• Exercise prompt
Tally the lines below that contain the string "soil". Report only the count.

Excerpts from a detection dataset

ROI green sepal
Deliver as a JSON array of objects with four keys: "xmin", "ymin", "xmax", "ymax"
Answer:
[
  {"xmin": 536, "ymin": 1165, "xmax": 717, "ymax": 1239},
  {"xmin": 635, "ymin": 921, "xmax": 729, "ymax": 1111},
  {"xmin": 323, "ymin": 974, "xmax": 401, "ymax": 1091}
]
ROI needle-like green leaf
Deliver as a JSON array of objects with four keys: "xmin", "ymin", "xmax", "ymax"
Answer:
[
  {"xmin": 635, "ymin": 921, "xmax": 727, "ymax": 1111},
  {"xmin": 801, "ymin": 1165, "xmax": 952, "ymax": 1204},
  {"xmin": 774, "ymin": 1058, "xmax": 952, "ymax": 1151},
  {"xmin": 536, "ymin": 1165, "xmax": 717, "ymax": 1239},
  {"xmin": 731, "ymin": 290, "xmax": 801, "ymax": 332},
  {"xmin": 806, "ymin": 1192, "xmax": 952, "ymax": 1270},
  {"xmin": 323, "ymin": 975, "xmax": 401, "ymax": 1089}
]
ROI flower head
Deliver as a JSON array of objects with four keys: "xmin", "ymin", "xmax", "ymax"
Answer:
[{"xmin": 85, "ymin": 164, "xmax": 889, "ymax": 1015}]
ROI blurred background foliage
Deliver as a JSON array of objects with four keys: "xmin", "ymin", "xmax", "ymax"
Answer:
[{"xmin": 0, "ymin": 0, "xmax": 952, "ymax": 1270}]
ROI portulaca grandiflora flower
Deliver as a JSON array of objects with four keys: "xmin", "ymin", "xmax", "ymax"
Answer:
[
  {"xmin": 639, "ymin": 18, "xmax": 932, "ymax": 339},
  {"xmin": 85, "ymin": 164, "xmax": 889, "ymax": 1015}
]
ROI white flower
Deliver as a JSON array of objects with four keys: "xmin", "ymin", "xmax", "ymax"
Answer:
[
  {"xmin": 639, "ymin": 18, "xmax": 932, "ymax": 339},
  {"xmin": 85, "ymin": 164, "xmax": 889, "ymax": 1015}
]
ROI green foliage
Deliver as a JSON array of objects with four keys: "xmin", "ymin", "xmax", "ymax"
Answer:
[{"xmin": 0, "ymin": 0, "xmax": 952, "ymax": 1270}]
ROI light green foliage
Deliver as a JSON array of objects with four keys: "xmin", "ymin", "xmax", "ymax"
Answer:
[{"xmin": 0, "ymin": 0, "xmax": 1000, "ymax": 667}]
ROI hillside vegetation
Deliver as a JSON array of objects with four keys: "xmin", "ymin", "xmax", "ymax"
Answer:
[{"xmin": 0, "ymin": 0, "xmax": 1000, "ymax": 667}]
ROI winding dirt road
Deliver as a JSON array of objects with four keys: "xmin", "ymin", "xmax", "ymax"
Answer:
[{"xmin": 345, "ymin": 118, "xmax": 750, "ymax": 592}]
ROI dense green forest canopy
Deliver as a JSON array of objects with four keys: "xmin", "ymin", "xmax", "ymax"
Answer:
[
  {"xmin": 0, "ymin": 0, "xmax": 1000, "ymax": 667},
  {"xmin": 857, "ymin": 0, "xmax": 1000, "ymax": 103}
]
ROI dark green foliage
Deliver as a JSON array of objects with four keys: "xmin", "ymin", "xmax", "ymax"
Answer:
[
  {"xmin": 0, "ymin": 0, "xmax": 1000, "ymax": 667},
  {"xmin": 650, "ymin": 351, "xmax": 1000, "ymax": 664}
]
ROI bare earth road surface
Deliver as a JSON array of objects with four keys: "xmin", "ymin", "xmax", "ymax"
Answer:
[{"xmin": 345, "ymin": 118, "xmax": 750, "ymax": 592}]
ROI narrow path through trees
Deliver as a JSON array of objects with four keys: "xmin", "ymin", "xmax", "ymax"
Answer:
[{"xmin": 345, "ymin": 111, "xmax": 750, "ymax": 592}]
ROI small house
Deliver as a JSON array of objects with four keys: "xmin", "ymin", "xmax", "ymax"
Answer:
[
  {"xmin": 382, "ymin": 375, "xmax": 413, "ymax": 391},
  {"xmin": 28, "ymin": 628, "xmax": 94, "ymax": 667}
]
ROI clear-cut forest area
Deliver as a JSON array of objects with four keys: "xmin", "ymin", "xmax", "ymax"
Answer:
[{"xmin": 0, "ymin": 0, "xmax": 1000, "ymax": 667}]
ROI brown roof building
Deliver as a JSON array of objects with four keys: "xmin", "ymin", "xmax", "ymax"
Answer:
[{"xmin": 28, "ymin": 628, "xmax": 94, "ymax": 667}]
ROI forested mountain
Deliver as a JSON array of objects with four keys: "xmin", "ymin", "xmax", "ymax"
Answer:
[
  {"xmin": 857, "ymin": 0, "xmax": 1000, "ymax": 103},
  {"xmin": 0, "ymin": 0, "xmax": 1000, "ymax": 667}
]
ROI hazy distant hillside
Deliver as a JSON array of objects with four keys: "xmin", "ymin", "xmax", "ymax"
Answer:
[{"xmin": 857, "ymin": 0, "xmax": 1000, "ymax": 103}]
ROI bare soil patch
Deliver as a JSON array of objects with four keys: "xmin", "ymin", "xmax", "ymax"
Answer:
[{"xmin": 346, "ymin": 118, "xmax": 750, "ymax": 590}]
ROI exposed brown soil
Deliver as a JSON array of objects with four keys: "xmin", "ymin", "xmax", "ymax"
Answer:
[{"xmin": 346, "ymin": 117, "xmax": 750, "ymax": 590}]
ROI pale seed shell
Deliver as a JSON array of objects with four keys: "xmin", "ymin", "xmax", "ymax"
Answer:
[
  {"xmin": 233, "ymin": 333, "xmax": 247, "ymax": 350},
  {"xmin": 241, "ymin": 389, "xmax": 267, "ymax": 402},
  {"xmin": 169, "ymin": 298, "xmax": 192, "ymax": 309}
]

• Exercise solution
2